** Begin **
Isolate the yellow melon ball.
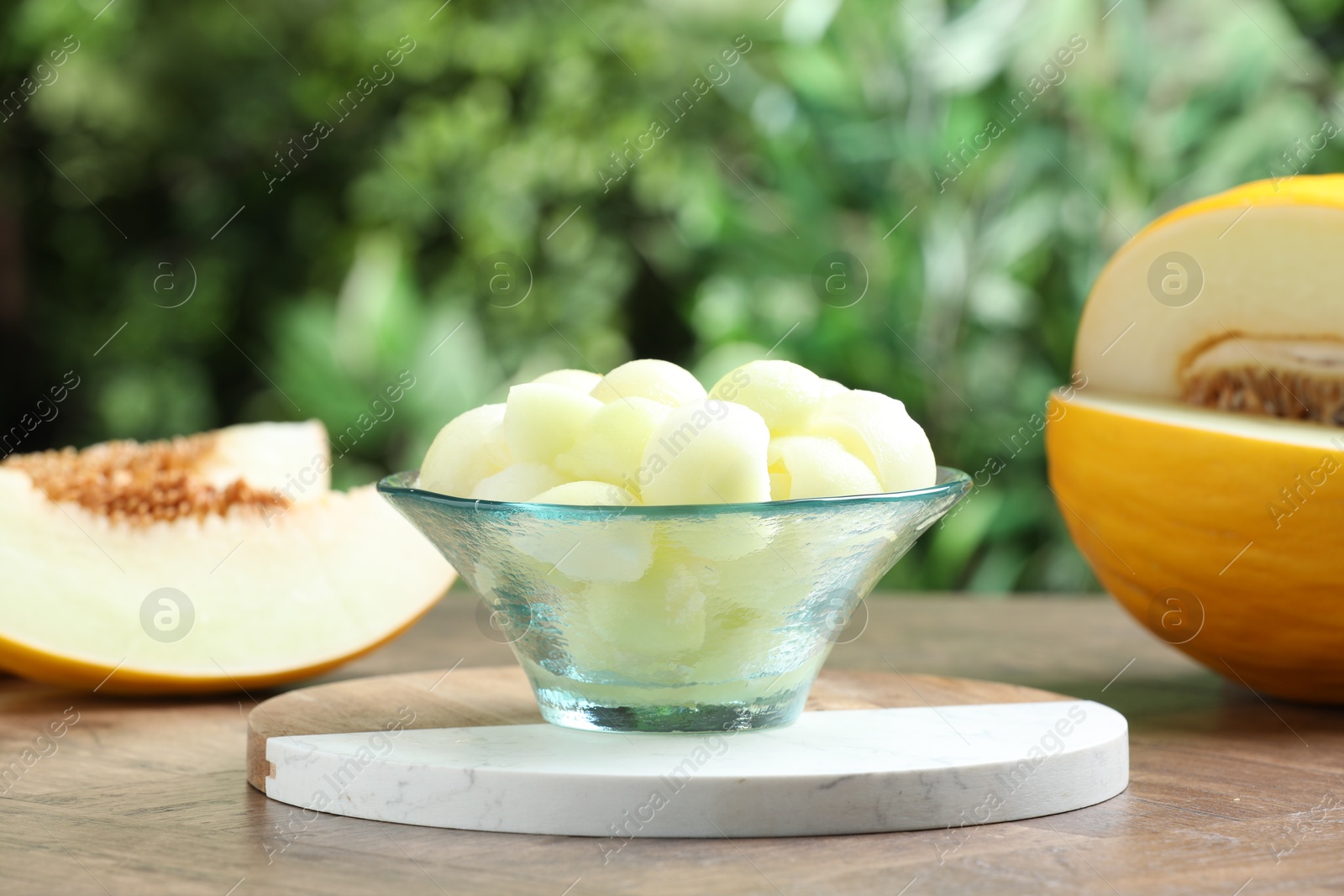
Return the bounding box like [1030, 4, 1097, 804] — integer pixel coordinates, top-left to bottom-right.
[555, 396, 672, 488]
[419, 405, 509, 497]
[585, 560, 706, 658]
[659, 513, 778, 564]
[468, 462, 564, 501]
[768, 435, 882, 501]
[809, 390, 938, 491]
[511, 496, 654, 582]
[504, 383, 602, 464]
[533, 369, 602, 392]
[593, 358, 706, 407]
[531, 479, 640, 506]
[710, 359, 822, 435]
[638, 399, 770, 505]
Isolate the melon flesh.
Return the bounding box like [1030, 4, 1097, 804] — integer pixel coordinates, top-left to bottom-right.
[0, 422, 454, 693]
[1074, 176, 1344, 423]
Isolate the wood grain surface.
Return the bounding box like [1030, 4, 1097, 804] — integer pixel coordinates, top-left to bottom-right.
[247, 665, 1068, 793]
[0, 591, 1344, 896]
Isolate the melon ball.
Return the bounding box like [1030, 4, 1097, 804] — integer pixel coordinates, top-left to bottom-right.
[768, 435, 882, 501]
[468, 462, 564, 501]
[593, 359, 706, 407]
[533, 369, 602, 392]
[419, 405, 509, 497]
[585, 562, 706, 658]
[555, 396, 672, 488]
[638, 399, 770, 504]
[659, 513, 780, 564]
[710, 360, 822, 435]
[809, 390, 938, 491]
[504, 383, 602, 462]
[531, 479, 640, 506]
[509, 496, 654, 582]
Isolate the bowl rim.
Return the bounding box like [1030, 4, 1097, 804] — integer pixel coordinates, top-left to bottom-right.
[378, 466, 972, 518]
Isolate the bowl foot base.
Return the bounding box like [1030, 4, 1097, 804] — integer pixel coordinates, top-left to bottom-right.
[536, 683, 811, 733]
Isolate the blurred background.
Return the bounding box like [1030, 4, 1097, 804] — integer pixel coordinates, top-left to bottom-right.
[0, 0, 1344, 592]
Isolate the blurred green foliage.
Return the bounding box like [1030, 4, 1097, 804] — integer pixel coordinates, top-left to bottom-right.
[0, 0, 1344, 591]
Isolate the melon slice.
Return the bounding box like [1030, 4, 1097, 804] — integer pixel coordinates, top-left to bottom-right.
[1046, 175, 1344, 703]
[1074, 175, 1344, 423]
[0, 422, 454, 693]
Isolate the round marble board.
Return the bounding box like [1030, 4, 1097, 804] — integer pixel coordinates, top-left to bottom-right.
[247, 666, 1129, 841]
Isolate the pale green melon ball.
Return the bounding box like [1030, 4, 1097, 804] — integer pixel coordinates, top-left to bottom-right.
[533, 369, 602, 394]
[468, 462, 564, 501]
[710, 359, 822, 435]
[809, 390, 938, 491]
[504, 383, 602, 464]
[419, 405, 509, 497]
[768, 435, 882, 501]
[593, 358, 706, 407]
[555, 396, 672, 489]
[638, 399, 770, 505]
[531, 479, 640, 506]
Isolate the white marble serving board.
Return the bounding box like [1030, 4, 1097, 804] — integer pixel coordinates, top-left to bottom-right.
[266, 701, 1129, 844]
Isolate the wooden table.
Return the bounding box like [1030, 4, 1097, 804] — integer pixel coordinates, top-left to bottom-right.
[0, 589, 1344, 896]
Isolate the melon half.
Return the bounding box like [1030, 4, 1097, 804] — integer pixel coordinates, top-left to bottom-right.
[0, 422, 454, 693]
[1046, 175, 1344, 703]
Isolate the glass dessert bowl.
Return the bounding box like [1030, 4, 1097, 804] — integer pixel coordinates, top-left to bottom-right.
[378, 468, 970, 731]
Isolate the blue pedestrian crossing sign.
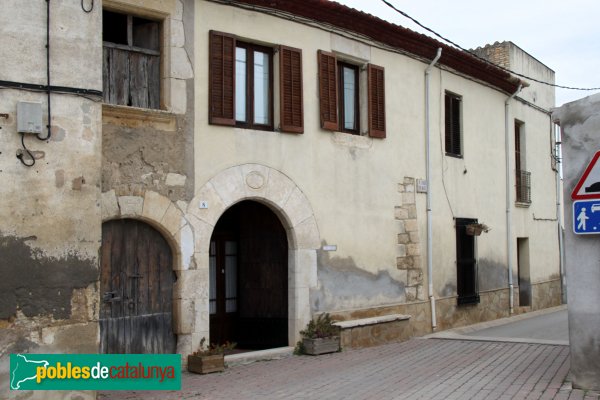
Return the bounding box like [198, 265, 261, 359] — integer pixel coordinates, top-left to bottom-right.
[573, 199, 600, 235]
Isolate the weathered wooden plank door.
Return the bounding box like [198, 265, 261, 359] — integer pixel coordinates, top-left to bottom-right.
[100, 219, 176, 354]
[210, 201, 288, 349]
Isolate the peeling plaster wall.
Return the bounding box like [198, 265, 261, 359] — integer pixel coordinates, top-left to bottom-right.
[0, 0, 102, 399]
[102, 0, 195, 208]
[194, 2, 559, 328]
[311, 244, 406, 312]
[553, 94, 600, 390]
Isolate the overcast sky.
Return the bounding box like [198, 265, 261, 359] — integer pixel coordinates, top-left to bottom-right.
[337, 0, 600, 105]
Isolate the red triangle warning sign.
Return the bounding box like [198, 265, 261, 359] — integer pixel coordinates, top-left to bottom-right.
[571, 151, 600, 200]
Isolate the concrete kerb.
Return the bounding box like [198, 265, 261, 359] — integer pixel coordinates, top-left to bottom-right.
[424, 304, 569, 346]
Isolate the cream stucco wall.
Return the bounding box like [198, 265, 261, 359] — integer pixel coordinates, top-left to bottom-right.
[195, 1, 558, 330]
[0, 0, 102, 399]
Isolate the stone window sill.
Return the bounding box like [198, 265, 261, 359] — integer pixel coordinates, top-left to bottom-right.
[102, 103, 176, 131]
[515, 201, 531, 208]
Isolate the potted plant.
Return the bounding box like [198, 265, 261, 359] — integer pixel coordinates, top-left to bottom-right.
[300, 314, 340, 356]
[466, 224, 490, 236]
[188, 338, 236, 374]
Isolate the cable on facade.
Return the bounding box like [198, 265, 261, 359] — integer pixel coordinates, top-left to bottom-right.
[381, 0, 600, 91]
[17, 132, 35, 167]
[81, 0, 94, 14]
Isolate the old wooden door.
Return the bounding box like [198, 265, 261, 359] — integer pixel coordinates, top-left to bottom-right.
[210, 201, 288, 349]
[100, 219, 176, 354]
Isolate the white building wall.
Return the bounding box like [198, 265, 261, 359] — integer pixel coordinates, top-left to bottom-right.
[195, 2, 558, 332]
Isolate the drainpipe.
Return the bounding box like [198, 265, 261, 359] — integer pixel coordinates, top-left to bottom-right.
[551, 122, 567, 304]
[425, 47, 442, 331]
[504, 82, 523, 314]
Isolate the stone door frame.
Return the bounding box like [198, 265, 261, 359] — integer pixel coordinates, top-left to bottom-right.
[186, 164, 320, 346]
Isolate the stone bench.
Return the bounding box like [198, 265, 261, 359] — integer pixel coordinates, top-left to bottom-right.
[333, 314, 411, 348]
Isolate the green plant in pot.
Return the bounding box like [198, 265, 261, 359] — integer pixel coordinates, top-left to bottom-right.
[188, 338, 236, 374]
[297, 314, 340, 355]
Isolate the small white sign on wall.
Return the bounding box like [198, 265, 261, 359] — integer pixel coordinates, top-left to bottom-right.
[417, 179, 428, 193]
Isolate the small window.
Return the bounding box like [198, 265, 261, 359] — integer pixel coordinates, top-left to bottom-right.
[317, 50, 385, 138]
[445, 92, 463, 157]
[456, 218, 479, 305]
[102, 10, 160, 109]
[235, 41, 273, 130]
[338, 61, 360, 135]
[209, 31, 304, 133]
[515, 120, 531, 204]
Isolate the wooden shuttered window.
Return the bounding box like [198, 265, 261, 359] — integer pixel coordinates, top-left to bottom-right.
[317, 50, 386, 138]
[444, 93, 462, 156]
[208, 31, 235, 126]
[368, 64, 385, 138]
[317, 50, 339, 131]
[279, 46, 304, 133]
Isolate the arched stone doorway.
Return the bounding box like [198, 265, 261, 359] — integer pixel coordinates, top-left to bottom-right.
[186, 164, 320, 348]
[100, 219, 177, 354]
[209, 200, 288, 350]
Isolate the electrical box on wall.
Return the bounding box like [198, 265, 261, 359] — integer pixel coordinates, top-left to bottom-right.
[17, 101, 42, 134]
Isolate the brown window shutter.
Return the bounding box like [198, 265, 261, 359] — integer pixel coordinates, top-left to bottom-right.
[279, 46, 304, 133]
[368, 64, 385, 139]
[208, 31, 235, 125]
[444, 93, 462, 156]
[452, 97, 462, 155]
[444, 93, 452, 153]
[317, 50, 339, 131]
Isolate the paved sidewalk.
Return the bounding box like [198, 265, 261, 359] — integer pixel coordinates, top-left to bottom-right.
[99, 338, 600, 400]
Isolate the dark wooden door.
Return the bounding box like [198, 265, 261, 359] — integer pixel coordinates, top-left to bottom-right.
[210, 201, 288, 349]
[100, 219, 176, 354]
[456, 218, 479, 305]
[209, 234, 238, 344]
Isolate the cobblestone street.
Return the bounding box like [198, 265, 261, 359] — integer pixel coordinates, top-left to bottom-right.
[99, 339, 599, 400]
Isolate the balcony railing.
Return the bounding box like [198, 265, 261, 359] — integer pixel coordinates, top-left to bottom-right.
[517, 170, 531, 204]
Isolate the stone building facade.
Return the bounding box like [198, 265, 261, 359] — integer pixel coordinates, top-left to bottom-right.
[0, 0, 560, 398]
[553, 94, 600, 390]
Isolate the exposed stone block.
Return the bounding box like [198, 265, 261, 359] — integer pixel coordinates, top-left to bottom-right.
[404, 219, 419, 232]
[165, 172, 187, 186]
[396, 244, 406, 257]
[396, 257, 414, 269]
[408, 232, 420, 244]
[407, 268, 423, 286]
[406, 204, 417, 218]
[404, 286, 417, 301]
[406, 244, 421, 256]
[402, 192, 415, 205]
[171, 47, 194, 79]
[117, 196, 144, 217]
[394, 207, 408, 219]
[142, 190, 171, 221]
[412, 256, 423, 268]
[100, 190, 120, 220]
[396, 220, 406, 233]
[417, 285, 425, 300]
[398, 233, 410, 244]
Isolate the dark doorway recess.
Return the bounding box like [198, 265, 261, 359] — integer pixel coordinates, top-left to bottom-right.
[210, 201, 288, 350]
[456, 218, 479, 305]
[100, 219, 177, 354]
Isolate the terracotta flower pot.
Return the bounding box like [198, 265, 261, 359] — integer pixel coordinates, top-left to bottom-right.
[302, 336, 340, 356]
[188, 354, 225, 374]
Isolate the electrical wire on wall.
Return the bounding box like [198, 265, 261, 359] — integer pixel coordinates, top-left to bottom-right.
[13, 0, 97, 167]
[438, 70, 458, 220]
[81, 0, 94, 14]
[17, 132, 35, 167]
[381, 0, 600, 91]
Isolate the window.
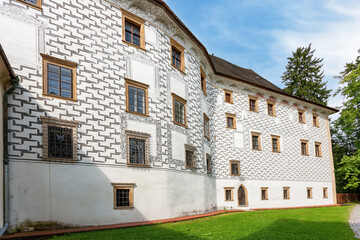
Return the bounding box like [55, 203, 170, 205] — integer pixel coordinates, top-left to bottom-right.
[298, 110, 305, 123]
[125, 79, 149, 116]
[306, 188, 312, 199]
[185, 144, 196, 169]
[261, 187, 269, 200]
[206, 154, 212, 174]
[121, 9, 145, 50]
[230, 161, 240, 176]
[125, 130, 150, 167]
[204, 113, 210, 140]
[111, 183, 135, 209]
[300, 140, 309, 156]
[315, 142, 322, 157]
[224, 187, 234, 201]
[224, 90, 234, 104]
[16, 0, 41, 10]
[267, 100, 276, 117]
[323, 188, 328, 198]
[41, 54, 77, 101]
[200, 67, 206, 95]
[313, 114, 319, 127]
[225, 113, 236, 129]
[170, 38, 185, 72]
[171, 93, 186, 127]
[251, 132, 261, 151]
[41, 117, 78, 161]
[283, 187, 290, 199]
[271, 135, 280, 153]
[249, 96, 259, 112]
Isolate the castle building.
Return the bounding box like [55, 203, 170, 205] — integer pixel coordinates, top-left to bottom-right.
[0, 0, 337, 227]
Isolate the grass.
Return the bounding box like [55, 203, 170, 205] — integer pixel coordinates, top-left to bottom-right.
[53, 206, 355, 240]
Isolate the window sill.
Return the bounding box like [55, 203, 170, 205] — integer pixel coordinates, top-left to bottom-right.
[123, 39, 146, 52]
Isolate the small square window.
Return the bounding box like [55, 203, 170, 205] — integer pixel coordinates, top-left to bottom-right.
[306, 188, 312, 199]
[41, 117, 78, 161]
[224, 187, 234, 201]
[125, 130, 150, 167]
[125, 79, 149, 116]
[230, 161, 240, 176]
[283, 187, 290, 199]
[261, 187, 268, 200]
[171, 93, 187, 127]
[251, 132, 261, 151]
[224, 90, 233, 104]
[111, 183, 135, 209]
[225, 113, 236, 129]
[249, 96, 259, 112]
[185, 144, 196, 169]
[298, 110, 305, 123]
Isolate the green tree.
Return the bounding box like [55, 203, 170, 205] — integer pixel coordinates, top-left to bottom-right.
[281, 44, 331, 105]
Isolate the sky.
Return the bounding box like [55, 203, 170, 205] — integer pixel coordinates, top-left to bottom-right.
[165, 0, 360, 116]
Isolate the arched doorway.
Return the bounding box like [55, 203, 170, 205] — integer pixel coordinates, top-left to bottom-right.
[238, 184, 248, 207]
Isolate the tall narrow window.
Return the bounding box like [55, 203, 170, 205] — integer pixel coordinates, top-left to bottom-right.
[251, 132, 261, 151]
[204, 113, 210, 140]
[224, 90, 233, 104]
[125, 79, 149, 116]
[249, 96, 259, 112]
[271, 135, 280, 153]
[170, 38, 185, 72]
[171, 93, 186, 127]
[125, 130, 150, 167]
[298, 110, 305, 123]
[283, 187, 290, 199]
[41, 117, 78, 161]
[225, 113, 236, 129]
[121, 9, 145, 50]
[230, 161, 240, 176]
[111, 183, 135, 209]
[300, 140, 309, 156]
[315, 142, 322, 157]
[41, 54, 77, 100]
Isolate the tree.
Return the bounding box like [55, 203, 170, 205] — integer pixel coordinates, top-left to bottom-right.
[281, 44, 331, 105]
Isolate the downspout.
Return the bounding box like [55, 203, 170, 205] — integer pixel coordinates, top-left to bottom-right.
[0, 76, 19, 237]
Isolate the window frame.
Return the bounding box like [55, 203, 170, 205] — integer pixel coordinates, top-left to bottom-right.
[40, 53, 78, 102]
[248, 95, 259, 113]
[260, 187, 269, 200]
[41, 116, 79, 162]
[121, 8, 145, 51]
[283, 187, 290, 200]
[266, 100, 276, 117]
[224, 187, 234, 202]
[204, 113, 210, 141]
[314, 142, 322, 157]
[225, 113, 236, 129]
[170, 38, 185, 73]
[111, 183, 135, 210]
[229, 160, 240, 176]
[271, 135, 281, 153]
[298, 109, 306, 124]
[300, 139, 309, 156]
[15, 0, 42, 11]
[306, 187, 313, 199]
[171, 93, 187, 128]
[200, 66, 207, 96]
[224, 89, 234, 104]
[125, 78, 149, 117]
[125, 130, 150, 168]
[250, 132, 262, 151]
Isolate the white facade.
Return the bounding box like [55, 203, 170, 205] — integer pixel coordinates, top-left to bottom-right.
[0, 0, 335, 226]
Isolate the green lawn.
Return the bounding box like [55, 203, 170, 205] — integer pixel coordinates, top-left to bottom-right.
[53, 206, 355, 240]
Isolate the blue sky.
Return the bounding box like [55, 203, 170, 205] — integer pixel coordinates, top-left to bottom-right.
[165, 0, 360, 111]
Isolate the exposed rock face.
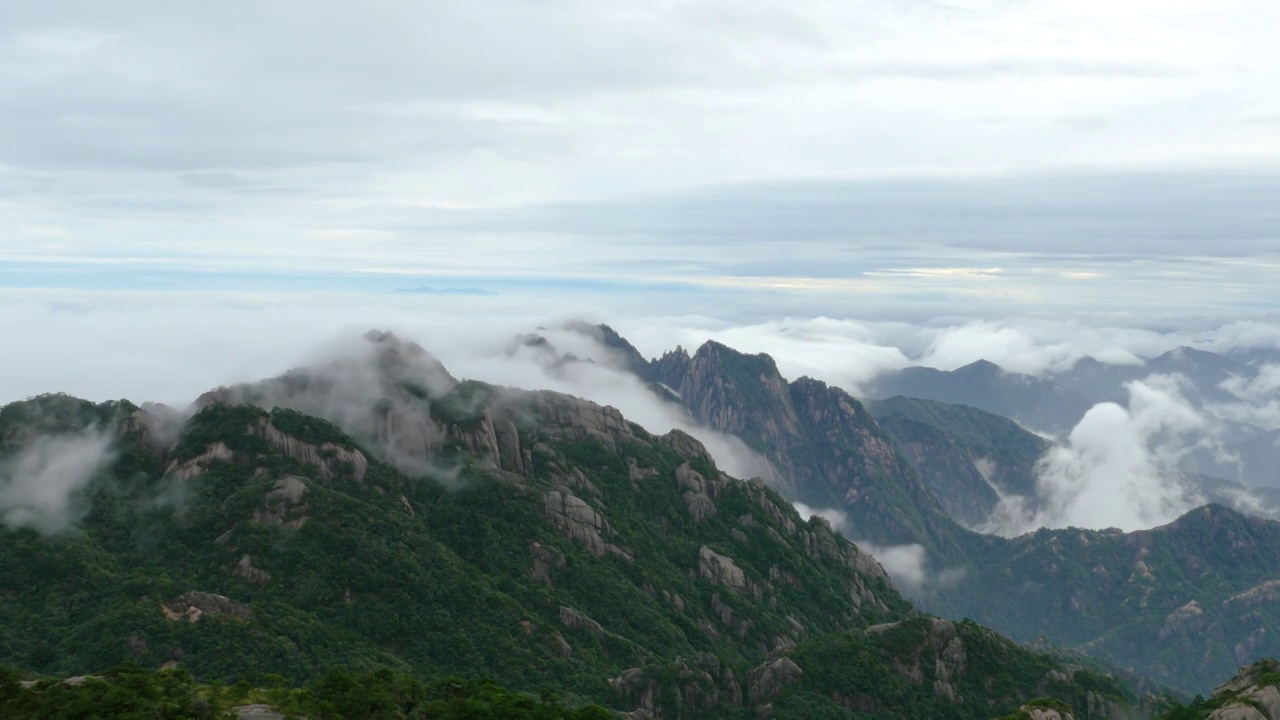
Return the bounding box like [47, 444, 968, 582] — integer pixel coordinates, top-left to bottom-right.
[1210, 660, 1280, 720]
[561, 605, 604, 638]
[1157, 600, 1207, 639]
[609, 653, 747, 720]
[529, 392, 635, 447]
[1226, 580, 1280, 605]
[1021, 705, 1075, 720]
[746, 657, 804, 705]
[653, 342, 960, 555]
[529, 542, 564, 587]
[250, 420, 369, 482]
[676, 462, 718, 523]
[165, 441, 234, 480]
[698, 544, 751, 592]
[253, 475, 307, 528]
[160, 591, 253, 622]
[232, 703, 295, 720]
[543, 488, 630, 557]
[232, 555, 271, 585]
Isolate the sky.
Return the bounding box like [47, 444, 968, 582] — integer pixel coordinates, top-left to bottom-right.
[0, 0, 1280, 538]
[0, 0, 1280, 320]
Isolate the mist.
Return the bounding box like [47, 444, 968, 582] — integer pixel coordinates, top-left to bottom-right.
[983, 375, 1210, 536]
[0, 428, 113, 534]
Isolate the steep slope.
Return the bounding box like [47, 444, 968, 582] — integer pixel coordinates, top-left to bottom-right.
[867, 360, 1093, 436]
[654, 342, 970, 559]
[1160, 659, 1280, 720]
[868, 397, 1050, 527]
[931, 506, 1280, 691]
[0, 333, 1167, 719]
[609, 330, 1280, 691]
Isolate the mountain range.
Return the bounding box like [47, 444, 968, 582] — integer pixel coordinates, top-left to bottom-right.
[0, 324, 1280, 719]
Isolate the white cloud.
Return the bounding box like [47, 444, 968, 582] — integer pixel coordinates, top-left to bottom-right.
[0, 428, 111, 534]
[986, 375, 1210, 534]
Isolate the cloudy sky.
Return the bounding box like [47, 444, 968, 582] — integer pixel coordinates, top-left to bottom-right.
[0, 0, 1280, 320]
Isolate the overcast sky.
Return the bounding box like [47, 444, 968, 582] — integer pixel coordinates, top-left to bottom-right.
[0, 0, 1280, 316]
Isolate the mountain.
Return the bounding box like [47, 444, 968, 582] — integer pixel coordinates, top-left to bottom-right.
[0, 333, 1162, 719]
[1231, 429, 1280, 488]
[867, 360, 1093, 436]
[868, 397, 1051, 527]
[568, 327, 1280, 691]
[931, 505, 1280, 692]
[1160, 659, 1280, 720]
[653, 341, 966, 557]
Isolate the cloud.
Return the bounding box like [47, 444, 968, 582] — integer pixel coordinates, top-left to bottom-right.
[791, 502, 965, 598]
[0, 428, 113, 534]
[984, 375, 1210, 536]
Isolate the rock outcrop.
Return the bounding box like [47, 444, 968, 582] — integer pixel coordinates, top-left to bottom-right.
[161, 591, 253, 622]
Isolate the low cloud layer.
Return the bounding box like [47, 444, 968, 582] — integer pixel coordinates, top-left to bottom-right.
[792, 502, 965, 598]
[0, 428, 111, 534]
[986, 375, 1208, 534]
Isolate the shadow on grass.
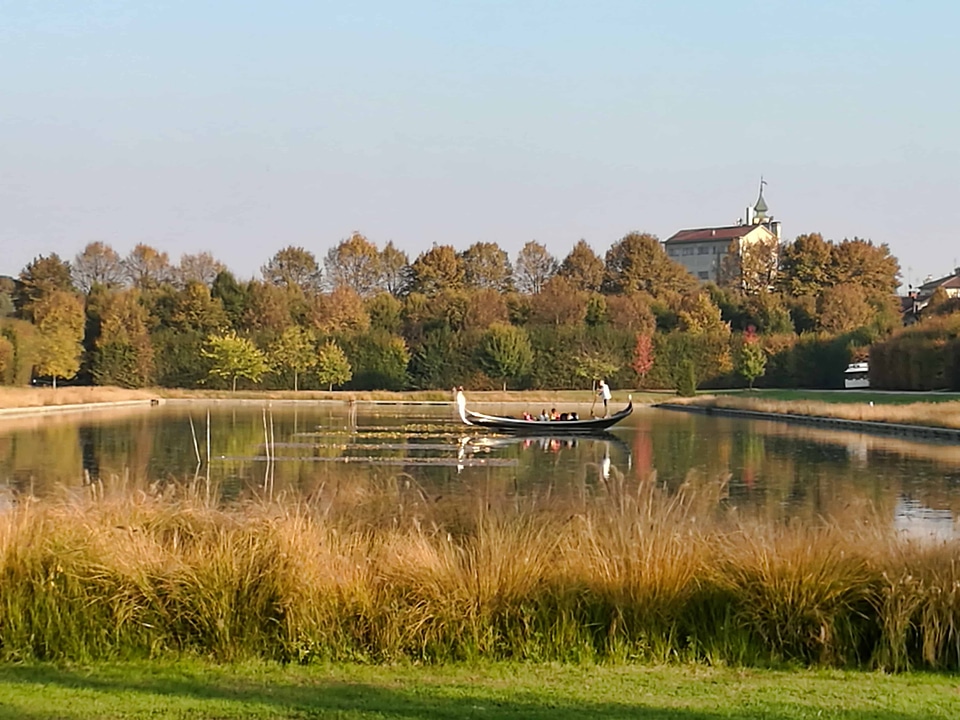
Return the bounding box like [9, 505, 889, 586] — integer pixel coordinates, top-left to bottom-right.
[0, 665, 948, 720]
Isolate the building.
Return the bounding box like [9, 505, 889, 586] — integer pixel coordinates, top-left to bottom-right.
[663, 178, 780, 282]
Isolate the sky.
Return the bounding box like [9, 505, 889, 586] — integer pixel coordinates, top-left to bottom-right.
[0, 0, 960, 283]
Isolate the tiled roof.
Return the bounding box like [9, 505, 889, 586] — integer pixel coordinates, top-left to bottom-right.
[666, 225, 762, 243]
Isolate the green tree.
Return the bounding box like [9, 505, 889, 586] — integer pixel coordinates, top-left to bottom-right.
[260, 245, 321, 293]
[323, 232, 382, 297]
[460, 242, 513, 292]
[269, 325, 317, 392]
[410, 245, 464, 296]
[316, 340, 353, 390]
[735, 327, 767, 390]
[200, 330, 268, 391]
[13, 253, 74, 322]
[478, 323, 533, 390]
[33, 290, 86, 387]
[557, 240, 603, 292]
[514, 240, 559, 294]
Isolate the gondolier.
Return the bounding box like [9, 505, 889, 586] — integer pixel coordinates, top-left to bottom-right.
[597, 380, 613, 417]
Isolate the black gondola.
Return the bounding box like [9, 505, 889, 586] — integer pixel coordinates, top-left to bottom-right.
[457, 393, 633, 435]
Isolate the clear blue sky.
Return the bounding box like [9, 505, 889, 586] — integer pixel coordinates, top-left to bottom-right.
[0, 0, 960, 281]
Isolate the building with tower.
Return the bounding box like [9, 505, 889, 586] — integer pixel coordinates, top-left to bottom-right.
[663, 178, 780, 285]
** End **
What the task asks: Reproduce the material from its first line through the line containing "[511, 496, 654, 582]", with "yellow" changed to "orange" and everything else left as it stands. Omit the pictures from your reply.

Response to the exercise:
Isolate the orange melon ball.
Return the bounding box like [1030, 4, 1097, 804] — integer pixel coordinates, top-left to bottom-right.
[555, 396, 672, 488]
[419, 405, 509, 497]
[585, 560, 706, 658]
[659, 513, 778, 564]
[468, 462, 564, 501]
[768, 435, 882, 501]
[809, 390, 938, 491]
[511, 496, 654, 582]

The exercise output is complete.